begin

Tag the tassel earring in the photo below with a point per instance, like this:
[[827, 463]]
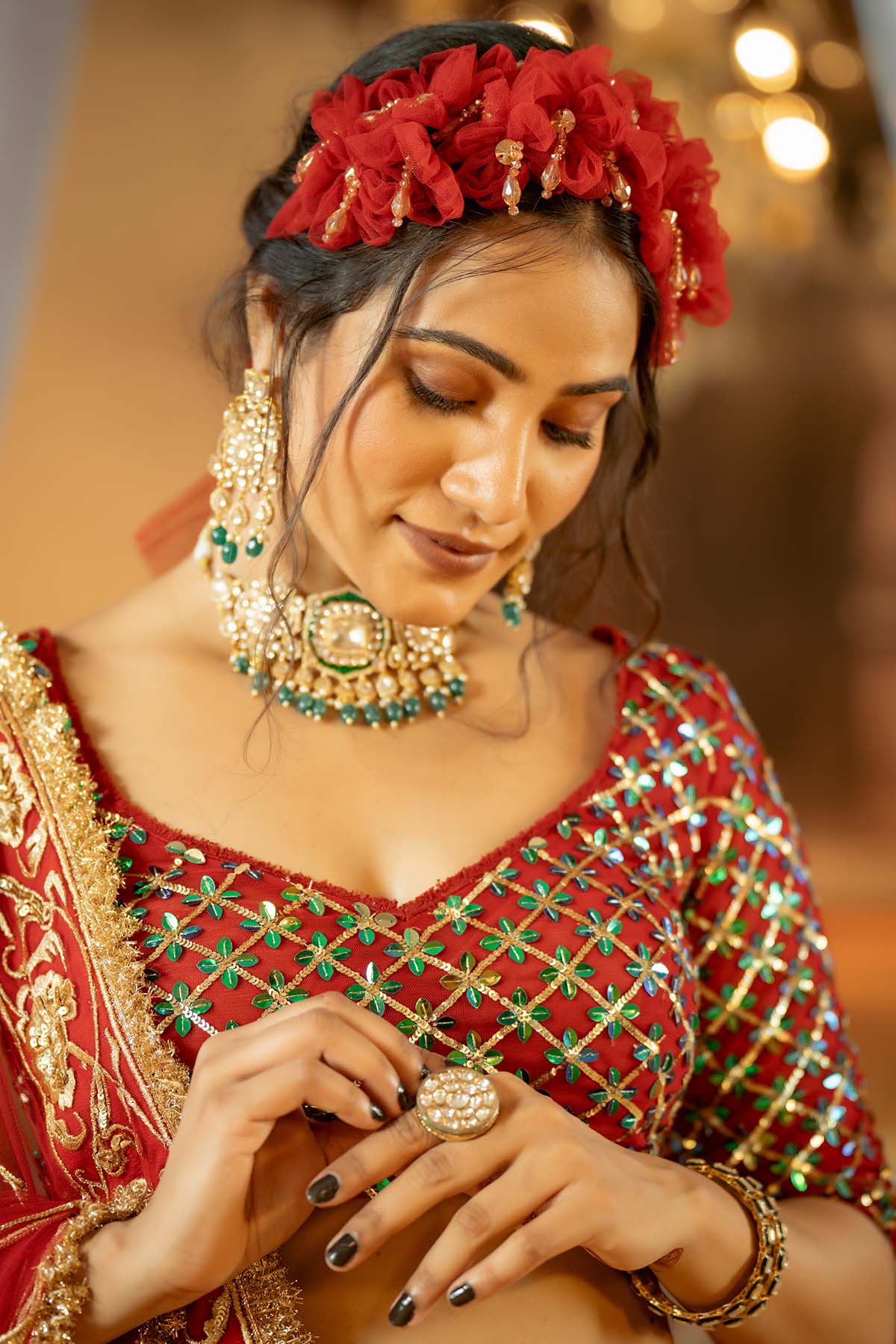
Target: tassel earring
[[517, 585], [246, 463]]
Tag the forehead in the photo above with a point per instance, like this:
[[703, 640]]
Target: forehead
[[555, 309]]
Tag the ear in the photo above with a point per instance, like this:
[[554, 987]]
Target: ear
[[262, 308]]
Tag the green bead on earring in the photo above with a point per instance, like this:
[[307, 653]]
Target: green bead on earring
[[517, 585]]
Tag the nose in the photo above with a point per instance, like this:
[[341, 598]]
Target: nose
[[494, 480]]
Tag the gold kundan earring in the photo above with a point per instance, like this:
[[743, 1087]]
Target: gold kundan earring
[[246, 464], [517, 585], [316, 651]]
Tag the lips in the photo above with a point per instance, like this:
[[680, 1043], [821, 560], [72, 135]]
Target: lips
[[435, 549], [450, 541]]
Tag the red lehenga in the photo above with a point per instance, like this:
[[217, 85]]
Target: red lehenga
[[649, 954]]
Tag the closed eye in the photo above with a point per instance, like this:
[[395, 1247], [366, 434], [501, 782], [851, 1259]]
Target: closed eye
[[429, 396]]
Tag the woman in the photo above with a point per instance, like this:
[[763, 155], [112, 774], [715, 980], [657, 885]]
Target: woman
[[595, 1078]]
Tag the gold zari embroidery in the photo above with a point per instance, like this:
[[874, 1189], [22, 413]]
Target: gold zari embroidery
[[45, 785], [60, 1285]]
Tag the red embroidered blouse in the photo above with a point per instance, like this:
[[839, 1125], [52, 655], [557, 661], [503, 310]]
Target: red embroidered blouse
[[649, 953]]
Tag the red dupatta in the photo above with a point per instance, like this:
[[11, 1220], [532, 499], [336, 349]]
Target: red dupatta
[[101, 1095]]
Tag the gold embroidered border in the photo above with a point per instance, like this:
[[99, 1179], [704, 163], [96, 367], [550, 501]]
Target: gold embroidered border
[[265, 1298], [60, 1283]]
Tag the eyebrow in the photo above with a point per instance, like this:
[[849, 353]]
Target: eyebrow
[[507, 366]]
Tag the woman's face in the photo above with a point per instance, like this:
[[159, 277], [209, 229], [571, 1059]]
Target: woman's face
[[484, 418]]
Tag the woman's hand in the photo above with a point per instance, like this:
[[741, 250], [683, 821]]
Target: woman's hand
[[541, 1183], [234, 1183]]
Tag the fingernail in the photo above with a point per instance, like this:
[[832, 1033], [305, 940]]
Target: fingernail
[[323, 1189], [316, 1113], [402, 1310], [341, 1250], [405, 1098]]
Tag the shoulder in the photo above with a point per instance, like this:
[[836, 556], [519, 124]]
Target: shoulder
[[682, 699]]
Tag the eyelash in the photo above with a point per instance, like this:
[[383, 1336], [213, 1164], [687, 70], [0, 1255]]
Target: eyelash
[[421, 394]]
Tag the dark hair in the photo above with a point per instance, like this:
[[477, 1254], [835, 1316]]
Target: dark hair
[[312, 287]]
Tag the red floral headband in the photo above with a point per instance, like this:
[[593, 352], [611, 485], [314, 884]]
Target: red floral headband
[[417, 143]]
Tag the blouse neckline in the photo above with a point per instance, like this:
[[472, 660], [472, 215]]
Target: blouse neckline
[[114, 799]]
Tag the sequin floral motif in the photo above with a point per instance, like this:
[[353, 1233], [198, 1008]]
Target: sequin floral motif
[[649, 956]]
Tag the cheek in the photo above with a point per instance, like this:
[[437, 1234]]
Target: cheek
[[386, 452], [561, 483]]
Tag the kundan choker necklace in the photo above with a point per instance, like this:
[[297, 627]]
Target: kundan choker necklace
[[334, 655], [329, 655]]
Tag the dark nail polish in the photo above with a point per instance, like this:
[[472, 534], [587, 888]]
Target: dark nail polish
[[405, 1098], [316, 1113], [341, 1250], [402, 1310], [323, 1189]]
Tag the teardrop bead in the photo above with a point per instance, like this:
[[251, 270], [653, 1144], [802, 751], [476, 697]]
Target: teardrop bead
[[511, 194], [401, 205], [336, 222], [551, 175]]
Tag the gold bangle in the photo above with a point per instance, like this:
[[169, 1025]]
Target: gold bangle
[[765, 1276]]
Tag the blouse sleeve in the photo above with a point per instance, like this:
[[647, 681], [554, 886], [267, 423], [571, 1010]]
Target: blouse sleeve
[[777, 1089]]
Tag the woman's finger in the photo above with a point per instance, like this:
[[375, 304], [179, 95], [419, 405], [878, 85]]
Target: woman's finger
[[396, 1147], [262, 1041], [550, 1233], [317, 1033], [280, 1090], [367, 1163]]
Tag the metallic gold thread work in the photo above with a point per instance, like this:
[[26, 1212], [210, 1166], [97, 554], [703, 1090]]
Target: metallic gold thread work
[[37, 732], [60, 1283]]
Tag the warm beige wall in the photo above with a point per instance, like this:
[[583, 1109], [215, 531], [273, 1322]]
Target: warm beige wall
[[175, 109]]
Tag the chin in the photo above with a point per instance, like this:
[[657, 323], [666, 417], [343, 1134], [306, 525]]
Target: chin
[[423, 604]]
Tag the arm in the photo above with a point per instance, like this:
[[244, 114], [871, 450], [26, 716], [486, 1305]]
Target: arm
[[839, 1283], [777, 1092]]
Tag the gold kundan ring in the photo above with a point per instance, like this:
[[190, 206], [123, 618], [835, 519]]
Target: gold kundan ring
[[457, 1104]]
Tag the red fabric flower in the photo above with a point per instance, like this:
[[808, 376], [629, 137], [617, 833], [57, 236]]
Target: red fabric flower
[[429, 120]]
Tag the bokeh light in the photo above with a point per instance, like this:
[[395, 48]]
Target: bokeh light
[[554, 27], [793, 105], [768, 58], [795, 148], [738, 114], [637, 15], [716, 6], [835, 65]]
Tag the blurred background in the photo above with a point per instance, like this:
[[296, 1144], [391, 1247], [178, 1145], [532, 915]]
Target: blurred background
[[131, 134]]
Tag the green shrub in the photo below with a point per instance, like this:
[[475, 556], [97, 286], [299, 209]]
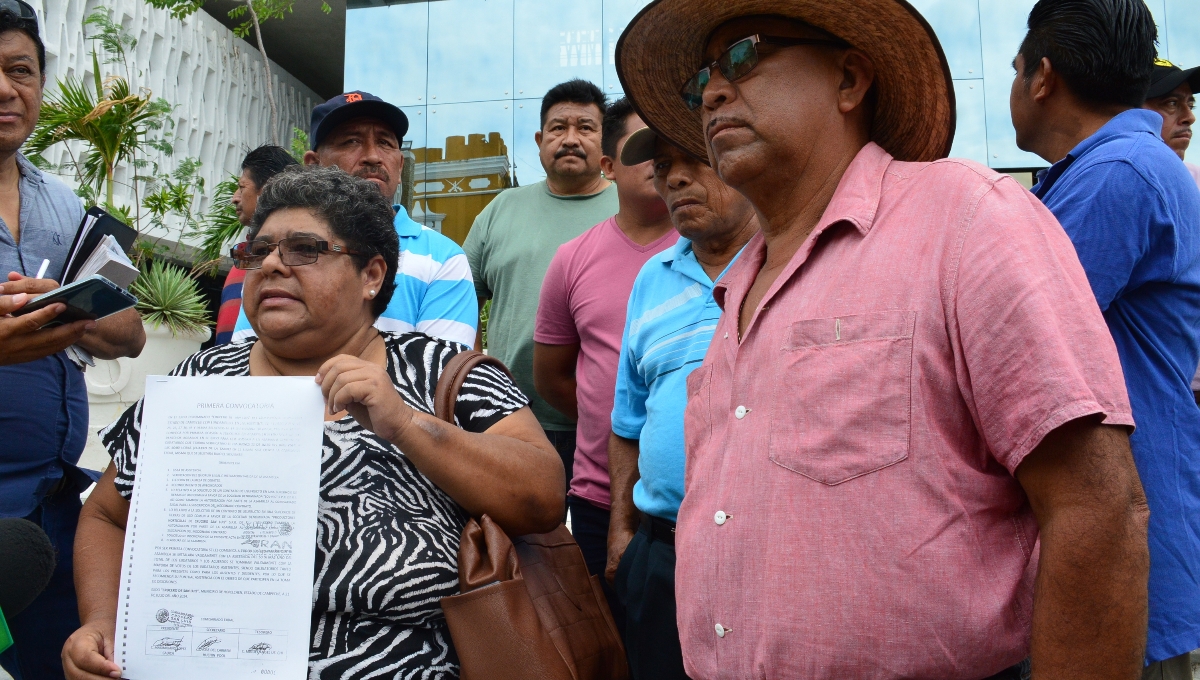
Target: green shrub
[[167, 295]]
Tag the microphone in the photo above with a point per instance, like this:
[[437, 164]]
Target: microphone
[[27, 561]]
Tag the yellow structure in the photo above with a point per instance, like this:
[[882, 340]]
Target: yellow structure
[[451, 187]]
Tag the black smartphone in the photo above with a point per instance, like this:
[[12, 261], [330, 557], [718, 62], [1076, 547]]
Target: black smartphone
[[93, 298]]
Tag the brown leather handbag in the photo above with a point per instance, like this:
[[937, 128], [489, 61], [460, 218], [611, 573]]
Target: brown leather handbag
[[528, 608]]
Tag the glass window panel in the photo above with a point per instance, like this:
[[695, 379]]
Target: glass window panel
[[617, 14], [957, 24], [387, 49], [466, 162], [1006, 20], [556, 41], [414, 172], [971, 128], [1182, 35], [471, 52], [526, 122]]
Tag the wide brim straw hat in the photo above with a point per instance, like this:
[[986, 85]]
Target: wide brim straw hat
[[915, 115]]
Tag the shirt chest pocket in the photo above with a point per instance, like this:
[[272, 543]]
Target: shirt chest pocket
[[843, 405]]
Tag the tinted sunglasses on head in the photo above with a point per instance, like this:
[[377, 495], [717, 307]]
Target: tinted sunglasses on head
[[295, 251], [738, 60]]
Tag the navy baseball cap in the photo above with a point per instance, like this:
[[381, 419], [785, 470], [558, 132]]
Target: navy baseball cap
[[349, 106], [1168, 77]]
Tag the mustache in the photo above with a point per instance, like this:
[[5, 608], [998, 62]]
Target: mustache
[[726, 119], [372, 172], [570, 151]]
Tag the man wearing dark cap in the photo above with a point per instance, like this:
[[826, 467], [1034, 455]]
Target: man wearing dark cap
[[1173, 96], [361, 134], [669, 325], [1133, 215], [907, 446]]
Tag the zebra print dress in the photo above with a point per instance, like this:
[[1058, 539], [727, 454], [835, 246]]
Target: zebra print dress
[[387, 536]]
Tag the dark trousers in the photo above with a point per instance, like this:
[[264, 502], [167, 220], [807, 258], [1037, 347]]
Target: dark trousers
[[645, 584], [564, 443], [589, 525], [1019, 672], [41, 630]]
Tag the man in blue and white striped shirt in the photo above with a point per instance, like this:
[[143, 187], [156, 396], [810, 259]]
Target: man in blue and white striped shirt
[[435, 294]]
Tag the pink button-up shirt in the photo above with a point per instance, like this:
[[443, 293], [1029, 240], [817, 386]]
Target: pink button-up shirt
[[850, 507]]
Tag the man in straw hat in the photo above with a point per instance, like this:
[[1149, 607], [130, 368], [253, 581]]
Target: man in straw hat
[[1133, 214], [907, 446]]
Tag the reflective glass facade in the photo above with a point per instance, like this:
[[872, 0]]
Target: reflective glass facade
[[471, 74]]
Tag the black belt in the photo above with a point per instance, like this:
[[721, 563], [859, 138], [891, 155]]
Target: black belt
[[659, 529]]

end

What to do: Please reproduce the listing above word for word, starting at the line that contains "Tag the gold zari" and ending at the line that contains "[[541, 1183], [234, 1183]]", with both of those lines included.

Reply:
Tag the gold zari embroidery in the photo above with a point per instance, like this:
[[874, 1189], [22, 413]]
Target: gold zari embroidery
[[45, 785], [60, 1285]]
Tag the red embroidered blouse in the photo above with a point per instance, like this:
[[839, 1125], [52, 655], [557, 661], [503, 310]]
Target: red embroidered blouse
[[649, 953]]
Tag the red dupatta in the photo above with a point per instance, like this:
[[11, 1220], [532, 499], [336, 349]]
Target: red dupatta
[[101, 1095]]
Tag the gold embroidered border in the photo above with a point per instance, like this:
[[99, 1179], [704, 163], [96, 367], [550, 501]]
Target: gold embroidered border
[[265, 1298], [60, 1283]]
Tag the eyebrow in the photo above with a point per instance, like this:
[[849, 353]]
Target: eyebrow
[[507, 366]]
Tag the woman's face in the photo above with a point per instance, like this:
[[159, 277], [209, 229], [571, 1059]]
Target: woman's face
[[484, 418]]
Tag the woman's hand in the photo above with a point per instance, like this:
[[741, 250], [683, 821]]
Target: woman's hand
[[541, 1183], [234, 1183]]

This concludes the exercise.